OPDRACHT
Neem uit de tekst over fraudebestrijding letterlijk het gedeelte over tussen "Toch heeft Wieringa" en "tegen kunt zijn.", beide inbegrepen.

LEESTEKST

········

Hoe fraude het nieuwe terrorisme werd
De strijd tegen fraude is een topprioriteit van dit kabinet. Wij deden uitgebreid onderzoek naar de fraudebestrijding door de overheid. We kunnen zes lessen trekken. En die zijn niet mals.
‘De staat gedraagt zich niet zoals hij zou moeten doen [...]. Met de vanzelfsprekendheid van een natuurwet en de brutaliteit van een gangster overschrijdt hij voortdurend de grenzen van de persoonlijke levenssfeer, een terrein dat krimpt en krimpt.’
In zijn fenomenale Kousbroeklezing schetst schrijver Tommy Wieringa hoe de Nederlandse overheid is doorgeschoten in haar wens haar burgers onder controle te houden: ‘De overheid gedraagt zich als een pooier, die beschermt wie zij in feite gijzelt.’
Wieringa beschrijft hoe de staat onophoudelijk wijst op ‘de dreiging van een derde partij, die ons, als de staat niet ingrijpt, schade zal berokkenen.’ Zoals ‘de terrorist die de samenstelling van een explosief googelt’ en ‘de uitkeringsfraudeur die het verpest voor de goedwillenden.’
Zo legitimeert de staat zijn inmenging in ieders leven: ‘De woorden ‘fraude’ of ‘terrorisme’ zijn het Sesam-open-u van de privacy; noem ze en ons privéleven wordt openbaar en onze grondrechten verdampen.’
Een misplaatste vergelijking, zo op het eerste oog. Het eerste directe dodelijke slachtoffer van fraude moet nog vallen, de eerste terrorist die een moordpartij aanricht door met bonnetjes te sjoemelen nog gevonden.
Toch heeft Wieringa een punt. De bestrijding van fraude en terrorisme vertonen opmerkelijke overeenkomsten. En dan niet zozeer de wijze van bestrijding - hoewel ook daar enkele gelijkenissen in bestaan - het is vooral de manier waarop die politiek wordt vormgegeven. Lees Kamerverslagen terug en zie dat tijdens debatten over nieuwe ingrijpende fraudebestrijdingsmaatregelen slechts wat tegengesputterd wordt door verdwaalde oppositieleden. Want fraudebestrijding is, net als terrorismebestrijding, niet iets waar je écht tegen kunt zijn.

········

GEGEVEN MATERIAAL
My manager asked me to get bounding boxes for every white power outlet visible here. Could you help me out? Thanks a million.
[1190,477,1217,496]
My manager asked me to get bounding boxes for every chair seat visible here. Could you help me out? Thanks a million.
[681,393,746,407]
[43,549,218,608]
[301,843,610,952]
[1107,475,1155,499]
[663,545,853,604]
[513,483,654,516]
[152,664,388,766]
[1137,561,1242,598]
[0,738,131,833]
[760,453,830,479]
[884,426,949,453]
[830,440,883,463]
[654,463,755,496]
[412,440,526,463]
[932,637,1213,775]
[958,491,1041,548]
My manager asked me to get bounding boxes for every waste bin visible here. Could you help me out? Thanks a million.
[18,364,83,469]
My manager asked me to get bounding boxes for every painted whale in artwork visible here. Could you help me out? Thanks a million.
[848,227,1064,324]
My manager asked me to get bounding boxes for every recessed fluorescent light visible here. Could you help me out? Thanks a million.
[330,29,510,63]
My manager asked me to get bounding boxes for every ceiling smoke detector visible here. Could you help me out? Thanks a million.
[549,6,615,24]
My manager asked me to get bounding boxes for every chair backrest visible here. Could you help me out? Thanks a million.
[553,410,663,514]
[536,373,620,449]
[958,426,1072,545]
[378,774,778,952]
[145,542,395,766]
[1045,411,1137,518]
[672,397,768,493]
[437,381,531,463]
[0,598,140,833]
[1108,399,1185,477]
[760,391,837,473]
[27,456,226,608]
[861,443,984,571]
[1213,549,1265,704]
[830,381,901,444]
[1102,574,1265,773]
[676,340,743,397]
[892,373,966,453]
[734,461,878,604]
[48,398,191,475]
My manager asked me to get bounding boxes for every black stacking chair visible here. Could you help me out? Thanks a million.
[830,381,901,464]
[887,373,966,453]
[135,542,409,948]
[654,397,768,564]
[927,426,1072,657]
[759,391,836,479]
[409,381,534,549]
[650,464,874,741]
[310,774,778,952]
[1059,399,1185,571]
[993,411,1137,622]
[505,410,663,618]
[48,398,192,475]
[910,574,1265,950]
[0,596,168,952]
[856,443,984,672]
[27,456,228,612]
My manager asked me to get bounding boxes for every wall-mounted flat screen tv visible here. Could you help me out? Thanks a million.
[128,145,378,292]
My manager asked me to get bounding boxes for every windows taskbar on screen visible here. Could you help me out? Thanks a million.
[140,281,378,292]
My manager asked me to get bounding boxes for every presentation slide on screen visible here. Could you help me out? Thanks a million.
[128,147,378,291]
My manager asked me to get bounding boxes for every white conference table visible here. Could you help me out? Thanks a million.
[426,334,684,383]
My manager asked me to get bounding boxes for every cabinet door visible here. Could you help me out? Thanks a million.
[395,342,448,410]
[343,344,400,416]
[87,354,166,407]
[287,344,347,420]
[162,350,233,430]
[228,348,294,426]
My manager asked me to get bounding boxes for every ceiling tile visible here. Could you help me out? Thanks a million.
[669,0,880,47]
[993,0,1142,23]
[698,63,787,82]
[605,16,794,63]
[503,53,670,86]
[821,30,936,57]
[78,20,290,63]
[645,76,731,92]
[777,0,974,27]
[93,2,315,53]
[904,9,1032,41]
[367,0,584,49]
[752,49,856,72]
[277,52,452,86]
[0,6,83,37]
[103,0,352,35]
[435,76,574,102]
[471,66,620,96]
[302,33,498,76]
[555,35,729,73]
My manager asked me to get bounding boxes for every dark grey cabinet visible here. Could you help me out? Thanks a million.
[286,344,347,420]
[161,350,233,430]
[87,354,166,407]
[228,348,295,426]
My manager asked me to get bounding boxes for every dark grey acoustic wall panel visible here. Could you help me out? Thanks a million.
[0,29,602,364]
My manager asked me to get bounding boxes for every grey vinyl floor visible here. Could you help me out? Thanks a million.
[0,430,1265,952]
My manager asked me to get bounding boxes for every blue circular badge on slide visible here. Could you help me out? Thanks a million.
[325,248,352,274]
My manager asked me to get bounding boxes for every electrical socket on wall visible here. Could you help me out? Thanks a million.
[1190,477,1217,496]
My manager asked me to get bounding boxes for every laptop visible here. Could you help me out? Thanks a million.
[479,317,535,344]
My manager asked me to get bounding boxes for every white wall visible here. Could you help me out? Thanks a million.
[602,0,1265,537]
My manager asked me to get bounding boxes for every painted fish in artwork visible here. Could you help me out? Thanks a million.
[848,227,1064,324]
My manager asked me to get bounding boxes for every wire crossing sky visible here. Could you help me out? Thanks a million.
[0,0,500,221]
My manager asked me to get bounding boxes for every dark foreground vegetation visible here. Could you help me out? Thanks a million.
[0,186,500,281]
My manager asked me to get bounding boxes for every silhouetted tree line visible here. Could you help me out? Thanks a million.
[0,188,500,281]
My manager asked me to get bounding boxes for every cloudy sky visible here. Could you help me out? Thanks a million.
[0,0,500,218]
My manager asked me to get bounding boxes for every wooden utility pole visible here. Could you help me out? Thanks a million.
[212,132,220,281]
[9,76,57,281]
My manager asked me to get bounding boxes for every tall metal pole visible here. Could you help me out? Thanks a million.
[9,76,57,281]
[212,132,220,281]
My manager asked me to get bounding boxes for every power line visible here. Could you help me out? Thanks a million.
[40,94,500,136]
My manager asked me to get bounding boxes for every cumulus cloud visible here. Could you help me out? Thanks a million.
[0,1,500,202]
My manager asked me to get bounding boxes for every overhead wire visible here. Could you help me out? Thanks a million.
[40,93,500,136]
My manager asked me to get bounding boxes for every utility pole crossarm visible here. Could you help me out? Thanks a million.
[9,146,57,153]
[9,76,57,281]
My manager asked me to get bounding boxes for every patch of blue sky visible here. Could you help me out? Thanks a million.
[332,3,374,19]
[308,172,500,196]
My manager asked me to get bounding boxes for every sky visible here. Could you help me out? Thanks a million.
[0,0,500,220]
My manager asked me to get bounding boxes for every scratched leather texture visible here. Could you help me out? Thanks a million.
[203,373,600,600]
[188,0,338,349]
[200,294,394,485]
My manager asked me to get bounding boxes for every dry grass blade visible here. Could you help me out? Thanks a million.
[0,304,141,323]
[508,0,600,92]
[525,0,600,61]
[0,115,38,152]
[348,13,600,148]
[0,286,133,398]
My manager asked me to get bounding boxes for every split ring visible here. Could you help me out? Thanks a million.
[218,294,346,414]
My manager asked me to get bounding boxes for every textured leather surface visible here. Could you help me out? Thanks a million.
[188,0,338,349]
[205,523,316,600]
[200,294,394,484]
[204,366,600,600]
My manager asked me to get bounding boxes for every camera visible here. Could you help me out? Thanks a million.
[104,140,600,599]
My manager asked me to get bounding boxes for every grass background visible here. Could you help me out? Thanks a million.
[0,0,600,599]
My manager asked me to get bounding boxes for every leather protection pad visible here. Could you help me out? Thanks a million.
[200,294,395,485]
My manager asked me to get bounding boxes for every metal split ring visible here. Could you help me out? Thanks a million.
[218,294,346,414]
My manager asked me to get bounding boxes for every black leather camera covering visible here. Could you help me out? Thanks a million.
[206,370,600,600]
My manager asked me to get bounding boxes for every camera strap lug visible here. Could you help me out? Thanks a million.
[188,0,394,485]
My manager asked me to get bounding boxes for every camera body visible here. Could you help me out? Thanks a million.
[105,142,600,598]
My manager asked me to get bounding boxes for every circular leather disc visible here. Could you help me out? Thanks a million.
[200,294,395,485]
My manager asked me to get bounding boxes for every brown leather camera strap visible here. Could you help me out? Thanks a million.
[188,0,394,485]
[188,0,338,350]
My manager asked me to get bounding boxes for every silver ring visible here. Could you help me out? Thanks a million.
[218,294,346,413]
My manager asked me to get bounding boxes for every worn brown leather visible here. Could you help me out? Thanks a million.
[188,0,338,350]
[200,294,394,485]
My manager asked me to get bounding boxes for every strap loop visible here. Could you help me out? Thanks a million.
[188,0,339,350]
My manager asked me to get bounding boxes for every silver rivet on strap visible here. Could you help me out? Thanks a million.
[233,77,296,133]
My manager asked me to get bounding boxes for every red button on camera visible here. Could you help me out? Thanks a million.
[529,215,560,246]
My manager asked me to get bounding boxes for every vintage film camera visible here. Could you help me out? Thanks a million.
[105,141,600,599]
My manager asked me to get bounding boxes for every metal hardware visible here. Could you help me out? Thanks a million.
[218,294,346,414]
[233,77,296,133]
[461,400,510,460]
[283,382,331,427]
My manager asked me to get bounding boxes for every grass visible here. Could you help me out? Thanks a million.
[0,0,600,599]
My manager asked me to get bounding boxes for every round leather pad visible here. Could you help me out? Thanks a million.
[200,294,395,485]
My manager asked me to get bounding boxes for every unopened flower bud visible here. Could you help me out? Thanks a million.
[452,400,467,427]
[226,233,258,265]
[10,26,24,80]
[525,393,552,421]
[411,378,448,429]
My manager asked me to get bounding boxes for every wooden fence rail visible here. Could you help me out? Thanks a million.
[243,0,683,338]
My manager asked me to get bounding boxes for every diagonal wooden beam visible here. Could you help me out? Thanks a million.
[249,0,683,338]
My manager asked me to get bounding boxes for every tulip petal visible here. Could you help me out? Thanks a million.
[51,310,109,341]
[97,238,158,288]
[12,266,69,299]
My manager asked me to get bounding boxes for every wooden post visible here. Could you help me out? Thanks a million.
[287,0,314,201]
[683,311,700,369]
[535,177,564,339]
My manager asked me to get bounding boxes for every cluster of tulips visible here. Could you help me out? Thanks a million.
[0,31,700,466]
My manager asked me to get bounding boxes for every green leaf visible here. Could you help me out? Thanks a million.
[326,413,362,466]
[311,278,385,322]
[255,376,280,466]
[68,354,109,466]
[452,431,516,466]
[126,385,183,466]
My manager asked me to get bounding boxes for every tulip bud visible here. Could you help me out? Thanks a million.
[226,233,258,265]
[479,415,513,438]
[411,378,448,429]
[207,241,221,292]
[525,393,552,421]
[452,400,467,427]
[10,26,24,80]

········

HET ANTWOORD
Toch heeft Wieringa een punt. De bestrijding van fraude en terrorisme vertonen opmerkelijke overeenkomsten. En dan niet zozeer de wijze van bestrijding - hoewel ook daar enkele gelijkenissen in bestaan - het is vooral de manier waarop die politiek wordt vormgegeven. Lees Kamerverslagen terug en zie dat tijdens debatten over nieuwe ingrijpende fraudebestrijdingsmaatregelen slechts wat tegengesputterd wordt door verdwaalde oppositieleden. Want fraudebestrijding is, net als terrorismebestrijding, niet iets waar je écht tegen kunt zijn.